PAGE EXCERPT –
·····

Top resume questions we see most

Before you run the roast, here are the questions that come up constantly — answered straight, no padding

1Question 1 of 5

How long should your resume be?

What this means for your resume

It depends on where you are in your career. Recent grads and early-career professionals should stick to one page. Mid-career professionals with 5–10 years can go one or two pages. Senior professionals with 10+ years of relevant experience can use two pages comfortably. Beyond two pages is rarely justified outside academia or executive leadership. When in doubt, cut — a tighter resume almost always reads better.

2Question 2 of 5

How far back should a resume go?

What this means for your resume

The standard is 10–15 years. Roles older than that are usually less relevant and can inadvertently date you. There are exceptions: if an older role is a genuinely impressive credential — a well-known company, a landmark achievement, or something directly relevant to the job — you can include it briefly. Everything else can live on your LinkedIn profile, which has more room to tell a longer story.

·····

WHAT IS EXPECTED – Copy the resume questions page from "The standard is" down to "a longer story.", substituting "personal website" for "LinkedIn profile". The entries have nothing to do with this.

Mask labeling examples:
·····

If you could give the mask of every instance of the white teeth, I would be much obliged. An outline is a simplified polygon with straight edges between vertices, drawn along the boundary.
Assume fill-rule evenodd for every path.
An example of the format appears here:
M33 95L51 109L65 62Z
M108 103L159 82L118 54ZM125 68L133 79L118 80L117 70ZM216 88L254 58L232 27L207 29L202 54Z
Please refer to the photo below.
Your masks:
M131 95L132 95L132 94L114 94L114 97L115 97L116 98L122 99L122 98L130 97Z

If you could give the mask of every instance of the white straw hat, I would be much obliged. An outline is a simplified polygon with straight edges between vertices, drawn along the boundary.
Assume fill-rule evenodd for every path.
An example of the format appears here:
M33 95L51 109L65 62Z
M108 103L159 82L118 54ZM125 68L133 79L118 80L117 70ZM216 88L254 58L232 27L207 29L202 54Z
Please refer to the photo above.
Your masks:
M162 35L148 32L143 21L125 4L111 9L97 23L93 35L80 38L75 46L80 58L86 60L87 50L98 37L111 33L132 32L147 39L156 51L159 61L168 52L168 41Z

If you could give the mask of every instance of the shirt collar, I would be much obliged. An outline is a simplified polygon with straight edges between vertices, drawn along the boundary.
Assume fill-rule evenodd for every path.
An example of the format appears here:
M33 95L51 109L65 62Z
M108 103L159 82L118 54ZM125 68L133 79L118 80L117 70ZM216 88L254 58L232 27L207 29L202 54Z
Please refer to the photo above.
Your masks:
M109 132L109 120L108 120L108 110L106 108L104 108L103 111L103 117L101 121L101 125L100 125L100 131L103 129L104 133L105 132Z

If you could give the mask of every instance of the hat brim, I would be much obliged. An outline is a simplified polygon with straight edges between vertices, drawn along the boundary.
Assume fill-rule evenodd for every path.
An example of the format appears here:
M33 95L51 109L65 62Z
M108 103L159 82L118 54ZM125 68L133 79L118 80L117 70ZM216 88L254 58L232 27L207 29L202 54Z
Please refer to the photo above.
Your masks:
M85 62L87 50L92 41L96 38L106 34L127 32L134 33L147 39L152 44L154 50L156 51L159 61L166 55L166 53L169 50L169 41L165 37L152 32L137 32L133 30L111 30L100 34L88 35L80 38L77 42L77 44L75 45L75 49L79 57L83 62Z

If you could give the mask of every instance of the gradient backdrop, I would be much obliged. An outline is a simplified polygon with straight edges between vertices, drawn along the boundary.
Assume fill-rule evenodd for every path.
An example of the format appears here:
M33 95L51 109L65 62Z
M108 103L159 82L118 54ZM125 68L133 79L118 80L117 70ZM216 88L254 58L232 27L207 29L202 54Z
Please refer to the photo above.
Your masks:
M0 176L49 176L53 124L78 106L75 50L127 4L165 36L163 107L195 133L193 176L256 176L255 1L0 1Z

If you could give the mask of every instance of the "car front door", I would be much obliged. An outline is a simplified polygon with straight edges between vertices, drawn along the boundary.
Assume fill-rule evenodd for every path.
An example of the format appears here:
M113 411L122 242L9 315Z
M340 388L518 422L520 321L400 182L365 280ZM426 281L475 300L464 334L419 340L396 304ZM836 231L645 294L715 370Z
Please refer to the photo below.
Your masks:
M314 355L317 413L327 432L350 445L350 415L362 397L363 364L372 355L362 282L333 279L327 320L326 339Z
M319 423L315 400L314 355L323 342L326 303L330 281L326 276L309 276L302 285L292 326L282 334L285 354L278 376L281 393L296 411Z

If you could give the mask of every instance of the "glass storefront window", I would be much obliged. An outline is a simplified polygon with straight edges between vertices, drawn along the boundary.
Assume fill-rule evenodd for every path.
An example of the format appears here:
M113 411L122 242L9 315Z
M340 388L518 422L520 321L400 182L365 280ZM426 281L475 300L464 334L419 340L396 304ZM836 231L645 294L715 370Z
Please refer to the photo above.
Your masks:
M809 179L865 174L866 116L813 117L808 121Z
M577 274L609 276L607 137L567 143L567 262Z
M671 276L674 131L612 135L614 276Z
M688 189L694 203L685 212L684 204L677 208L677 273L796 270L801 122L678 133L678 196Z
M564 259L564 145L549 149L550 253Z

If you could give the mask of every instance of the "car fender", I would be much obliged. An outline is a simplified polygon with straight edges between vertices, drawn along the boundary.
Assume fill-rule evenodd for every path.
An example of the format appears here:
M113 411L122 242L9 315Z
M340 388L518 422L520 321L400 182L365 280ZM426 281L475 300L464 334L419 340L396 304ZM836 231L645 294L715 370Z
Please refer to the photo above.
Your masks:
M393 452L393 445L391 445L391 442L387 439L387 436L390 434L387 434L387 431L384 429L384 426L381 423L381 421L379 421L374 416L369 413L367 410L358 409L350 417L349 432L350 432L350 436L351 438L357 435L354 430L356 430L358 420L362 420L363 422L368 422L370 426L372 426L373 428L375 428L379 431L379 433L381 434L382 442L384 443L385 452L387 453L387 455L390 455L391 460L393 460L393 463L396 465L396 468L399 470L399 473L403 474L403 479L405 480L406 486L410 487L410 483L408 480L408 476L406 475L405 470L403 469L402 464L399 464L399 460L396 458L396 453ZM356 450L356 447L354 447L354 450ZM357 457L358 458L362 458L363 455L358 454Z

·····

COMPLETE RESPONSE –
The standard is 10–15 years. Roles older than that are usually less relevant and can inadvertently date you. There are exceptions: if an older role is a genuinely impressive credential — a well-known company, a landmark achievement, or something directly relevant to the job — you can include it briefly. Everything else can live on your personal website, which has more room to tell a longer story.